Record extracts:
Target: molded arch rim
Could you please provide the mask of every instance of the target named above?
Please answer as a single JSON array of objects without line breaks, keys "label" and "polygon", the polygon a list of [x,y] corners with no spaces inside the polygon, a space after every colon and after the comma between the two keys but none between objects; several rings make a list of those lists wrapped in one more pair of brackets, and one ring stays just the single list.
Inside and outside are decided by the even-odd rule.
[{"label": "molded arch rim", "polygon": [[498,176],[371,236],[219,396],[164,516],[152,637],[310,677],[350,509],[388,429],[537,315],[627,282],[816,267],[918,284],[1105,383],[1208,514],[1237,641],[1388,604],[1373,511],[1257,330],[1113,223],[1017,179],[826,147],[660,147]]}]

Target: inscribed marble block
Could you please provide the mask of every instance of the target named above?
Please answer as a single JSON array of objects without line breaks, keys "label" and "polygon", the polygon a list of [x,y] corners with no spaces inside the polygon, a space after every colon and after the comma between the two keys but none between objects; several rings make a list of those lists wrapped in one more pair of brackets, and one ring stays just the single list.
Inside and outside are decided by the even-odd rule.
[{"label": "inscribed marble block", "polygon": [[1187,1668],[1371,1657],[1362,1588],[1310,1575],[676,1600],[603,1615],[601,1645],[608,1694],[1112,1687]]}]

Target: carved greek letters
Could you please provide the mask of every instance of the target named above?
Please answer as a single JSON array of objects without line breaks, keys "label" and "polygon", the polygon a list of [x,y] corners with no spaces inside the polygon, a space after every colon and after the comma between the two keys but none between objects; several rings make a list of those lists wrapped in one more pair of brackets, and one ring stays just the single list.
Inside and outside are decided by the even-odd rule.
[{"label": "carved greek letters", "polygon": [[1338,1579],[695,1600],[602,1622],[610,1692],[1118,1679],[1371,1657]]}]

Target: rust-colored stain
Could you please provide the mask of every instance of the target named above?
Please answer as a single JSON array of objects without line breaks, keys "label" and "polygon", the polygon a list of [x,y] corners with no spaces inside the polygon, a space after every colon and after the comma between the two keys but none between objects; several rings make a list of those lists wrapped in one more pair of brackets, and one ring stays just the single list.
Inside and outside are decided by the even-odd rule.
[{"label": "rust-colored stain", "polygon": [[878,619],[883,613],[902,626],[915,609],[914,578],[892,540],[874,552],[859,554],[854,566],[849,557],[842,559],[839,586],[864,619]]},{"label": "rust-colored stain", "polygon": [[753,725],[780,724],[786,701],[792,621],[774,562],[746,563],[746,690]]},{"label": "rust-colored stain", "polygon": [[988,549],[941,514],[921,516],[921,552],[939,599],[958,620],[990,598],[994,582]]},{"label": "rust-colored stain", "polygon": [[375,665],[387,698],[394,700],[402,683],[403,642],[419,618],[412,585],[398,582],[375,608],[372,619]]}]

--

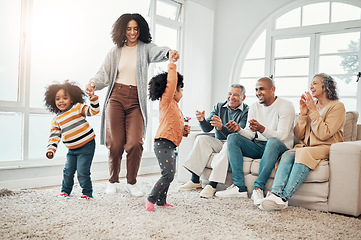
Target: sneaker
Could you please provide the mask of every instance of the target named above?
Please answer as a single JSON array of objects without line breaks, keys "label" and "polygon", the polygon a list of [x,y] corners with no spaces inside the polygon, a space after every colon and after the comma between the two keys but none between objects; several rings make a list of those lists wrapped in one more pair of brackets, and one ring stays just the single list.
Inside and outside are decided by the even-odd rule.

Exercise requirements:
Working from the material above, retype exactly the lines from the one with "Target: molded arch rim" through the one with "Target: inscribed marble block", both included, and only those lines.

Solution:
Target: molded arch rim
Could you please provide the mask of every instance of the target named above?
Please answer as a single JSON array of objects without line breaks, keys "label" and "polygon", the polygon a list of [x,y] corners with no spaces inside the polygon, a space after every colon and after the comma between the two keys but none between objects; several rings make a list of those lists wrapped in one more pair of brackets, and one ring stays just the single list.
Inside and outside are decided by the even-odd rule.
[{"label": "molded arch rim", "polygon": [[498,176],[371,236],[219,396],[164,516],[152,637],[310,677],[350,509],[388,429],[537,315],[627,282],[816,267],[918,284],[1105,383],[1208,514],[1237,641],[1388,604],[1373,511],[1257,330],[1113,223],[1017,179],[826,147],[660,147]]}]

Target: inscribed marble block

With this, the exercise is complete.